## TEXT
begin

O'SHEA: Well, absolutely, that's what you try to do but the reality is, you know, the fact that U.S. policy presume that we don't negotiate with terrorists. It's that this is how terrorist groups negotiate with us.
So, you just had Sotloff's mother make an emotion plea to these terrorists and that's a plea that is going to weigh on everyone. It's going to -- It's having that impact, it's causing people to call up and why we should not hold the U.S. government responsible for her son. And a lot of people would feel that way. So, this is how the game is played with these guys. It's back and forth.
And it's gut-wrenching but, you know, their hand was forced. The Sotloff's family's hand was forced when her son appeared in that video. So, he -- By keeping it quite an issue with the right track to train to take but now that her son's life is really, you know, in the hands of this leader right now, making that emotional plea, I don't think it will lead them a positive result but at this point you got to go after every straw you can grasp. So, the family was probably right making that plea to try and get some kind of international demand to focus on this -- on her son's case in particular.
COOPER: Did you find when you're working in Iraq that every group had some sort of a price financial or otherwise at which that they would make a deal? Or were there some groups who simply had ideological motivation and or propaganda motivation and they were going to go ahead and publicly execute that captive no matter what?
O'SHEA: Yes, they were -- I mean, I'm not sure in Iraq -- there were over 89 kidnapping groups of which they feel into four quadrants. There was the Shia Mahdi militia groups, they were the former regime elements that were Sunni, and then there were obviously a hard-core al-Qaeda groups that were ideologically driven and then there were just random criminals. So, everyday different -- every case was usually a different act or plain but the challenge here is that al- Qaeda was in the beheading game early on. But they received such worldwide condemnation that even the leadership, that's all we hear, we send our messages (inaudible) said, "Knock this off. This beheading is not helping them."
They killed (inaudible) son, an aid worker -- British aid worker -- Irish aid worker who'd been in Iraq for 20 years helping the poor and it was -- there was such an outpouring of disgust within the Arab world that even Al-Qaeda saw (inaudible). But ISIS on this hand, they don't care and that's where they've taken it to the next level. They are really Al-Qaeda 2.0 and that's why these pleas from the family, international nation state of plea and have influence, it's not probably working. And one caveat here to bring up -- I just saw an article, 15 percent of France supports ISIS and if you to go to the 18 to 24 year bracket it's up to 28 percent.

end

[Detection annotation records]

begin

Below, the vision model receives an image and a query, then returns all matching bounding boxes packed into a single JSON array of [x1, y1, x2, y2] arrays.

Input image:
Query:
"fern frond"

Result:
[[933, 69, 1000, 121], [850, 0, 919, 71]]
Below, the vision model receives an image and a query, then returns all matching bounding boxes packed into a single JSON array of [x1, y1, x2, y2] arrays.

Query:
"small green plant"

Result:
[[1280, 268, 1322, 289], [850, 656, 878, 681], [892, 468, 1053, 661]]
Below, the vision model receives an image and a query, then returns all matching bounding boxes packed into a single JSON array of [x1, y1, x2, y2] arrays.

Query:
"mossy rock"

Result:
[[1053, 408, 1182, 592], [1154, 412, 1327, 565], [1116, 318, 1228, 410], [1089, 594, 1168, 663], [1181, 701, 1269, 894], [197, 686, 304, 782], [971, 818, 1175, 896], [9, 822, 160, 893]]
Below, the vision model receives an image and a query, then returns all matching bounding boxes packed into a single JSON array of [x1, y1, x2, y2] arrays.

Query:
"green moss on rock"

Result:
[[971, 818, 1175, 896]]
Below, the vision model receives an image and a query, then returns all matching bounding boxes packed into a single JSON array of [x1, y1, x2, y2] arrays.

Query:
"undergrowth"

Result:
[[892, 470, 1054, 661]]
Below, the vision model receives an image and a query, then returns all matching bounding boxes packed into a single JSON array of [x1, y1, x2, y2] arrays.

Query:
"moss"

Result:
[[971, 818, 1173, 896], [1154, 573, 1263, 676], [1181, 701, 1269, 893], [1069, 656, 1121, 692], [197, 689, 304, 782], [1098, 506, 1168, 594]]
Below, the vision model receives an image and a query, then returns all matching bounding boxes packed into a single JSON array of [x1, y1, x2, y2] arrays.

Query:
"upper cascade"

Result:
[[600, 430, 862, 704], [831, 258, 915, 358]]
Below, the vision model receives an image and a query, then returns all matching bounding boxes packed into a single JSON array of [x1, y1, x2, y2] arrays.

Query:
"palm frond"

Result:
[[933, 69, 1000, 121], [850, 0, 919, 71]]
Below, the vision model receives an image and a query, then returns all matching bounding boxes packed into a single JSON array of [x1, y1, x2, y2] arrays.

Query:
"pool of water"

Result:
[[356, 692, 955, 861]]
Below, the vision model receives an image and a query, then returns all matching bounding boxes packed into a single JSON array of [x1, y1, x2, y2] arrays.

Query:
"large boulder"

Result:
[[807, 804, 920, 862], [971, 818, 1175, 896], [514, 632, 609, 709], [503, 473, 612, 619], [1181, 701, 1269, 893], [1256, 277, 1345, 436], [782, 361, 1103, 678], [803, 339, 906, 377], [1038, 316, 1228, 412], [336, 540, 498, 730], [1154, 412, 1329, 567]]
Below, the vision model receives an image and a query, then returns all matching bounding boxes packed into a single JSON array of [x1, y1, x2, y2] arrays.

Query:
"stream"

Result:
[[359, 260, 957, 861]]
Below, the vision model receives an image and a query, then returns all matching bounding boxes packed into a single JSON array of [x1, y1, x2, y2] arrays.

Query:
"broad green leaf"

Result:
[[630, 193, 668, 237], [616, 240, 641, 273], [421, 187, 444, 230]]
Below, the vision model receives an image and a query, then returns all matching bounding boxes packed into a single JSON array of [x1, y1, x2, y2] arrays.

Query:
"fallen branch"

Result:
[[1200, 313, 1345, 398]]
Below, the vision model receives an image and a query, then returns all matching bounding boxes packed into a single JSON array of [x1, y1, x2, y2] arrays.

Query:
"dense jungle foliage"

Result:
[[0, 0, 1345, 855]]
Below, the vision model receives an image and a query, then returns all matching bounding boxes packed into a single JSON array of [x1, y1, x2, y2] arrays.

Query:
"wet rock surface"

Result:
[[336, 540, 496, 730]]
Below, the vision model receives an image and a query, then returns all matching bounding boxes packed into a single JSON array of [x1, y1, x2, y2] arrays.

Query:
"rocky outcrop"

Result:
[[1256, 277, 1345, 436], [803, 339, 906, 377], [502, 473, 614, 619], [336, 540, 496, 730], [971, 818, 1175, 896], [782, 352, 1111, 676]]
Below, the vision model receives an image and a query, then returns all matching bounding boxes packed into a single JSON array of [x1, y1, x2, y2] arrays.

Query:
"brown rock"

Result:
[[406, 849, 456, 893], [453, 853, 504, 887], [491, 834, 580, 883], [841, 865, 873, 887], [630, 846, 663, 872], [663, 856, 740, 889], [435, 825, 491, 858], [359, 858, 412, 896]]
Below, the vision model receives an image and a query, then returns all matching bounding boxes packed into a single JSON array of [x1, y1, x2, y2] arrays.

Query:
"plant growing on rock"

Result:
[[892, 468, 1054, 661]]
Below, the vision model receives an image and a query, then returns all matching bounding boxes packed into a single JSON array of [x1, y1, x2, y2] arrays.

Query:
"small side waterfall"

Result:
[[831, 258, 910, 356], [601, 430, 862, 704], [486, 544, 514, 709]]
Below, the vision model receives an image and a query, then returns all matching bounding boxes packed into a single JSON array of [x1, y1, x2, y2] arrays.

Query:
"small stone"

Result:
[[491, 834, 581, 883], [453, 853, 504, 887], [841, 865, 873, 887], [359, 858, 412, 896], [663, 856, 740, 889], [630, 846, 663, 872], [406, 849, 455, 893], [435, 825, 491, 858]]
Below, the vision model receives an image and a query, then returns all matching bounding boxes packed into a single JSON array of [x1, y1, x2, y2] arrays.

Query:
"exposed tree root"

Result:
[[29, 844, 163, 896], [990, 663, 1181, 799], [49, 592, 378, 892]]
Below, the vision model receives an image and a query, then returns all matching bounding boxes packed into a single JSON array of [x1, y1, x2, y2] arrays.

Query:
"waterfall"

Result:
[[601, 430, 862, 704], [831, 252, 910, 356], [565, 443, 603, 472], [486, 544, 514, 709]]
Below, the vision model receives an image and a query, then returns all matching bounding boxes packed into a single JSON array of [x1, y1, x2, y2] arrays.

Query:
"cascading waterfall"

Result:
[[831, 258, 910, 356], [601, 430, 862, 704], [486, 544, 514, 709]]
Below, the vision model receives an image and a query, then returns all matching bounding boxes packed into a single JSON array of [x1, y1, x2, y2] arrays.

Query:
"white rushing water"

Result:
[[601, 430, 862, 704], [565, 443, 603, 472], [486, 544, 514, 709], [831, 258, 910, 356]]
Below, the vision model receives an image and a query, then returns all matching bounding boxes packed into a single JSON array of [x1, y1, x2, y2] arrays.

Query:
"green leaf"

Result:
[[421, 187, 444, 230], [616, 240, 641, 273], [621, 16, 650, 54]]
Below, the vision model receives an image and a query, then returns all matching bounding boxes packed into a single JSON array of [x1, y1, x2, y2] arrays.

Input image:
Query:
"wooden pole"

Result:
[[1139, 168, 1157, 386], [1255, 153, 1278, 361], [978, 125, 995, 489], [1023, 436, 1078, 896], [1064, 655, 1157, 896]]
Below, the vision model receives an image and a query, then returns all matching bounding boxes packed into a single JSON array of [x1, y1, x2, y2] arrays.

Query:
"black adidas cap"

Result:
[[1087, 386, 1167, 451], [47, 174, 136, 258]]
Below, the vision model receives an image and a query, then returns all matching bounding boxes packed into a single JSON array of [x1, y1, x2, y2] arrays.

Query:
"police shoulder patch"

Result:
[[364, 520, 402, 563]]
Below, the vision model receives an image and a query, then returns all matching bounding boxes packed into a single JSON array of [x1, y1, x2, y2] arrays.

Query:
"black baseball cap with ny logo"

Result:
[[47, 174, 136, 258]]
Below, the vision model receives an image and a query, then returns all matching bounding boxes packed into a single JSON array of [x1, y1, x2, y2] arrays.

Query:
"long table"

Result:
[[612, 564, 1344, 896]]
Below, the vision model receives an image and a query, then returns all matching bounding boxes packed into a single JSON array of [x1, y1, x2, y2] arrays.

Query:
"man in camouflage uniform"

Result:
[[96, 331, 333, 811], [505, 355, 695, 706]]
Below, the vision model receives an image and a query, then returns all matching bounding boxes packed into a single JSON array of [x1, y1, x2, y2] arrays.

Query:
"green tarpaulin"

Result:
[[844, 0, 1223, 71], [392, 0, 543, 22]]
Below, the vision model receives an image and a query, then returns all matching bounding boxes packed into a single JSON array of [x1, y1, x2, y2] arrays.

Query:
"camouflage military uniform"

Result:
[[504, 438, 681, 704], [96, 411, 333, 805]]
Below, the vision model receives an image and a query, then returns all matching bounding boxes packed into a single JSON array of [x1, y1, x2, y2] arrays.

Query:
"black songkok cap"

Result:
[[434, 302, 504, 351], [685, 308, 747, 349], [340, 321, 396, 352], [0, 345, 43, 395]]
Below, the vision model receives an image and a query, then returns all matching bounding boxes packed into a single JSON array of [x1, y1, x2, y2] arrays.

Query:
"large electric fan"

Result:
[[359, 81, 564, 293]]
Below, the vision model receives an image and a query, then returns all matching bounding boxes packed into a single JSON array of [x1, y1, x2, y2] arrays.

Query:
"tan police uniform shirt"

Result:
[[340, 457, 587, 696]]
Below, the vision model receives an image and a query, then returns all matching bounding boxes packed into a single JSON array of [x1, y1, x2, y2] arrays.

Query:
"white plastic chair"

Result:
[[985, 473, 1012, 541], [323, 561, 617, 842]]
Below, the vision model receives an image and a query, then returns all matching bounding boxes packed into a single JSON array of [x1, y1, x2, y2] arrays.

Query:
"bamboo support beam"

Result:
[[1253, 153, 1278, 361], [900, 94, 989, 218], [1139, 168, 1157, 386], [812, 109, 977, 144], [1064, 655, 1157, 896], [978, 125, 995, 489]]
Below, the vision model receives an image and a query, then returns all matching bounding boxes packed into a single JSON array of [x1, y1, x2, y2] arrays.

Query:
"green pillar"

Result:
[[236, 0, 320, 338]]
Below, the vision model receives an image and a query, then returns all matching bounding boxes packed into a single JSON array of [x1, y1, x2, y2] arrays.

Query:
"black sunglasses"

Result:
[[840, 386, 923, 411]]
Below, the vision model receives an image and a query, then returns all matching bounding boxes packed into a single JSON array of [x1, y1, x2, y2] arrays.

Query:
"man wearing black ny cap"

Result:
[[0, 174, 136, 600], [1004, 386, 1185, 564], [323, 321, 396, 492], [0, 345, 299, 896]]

end

## PROBLEM SET
• a. Rewrite the paragraph of the transcript that begins "COOPER: Did you find" as a short bulleted list that keeps its main points.
• b. Report every line of the entries that contains the word "green", with upper and lower case counting as different.
These entries are unrelated to the transcript.

## PER-TASK OUTPUTS
• a.
- Cooper asks whether, while working in Iraq, O'Shea found that every group had some price, financial or otherwise, at which it would make a deal.
- He also asks whether some groups were driven only by ideology or propaganda and would publicly execute a captive no matter what.

• b.
"small green plant"
"green moss on rock"
"broad green leaf"
"green leaf"
"green tarpaulin"
"green pillar"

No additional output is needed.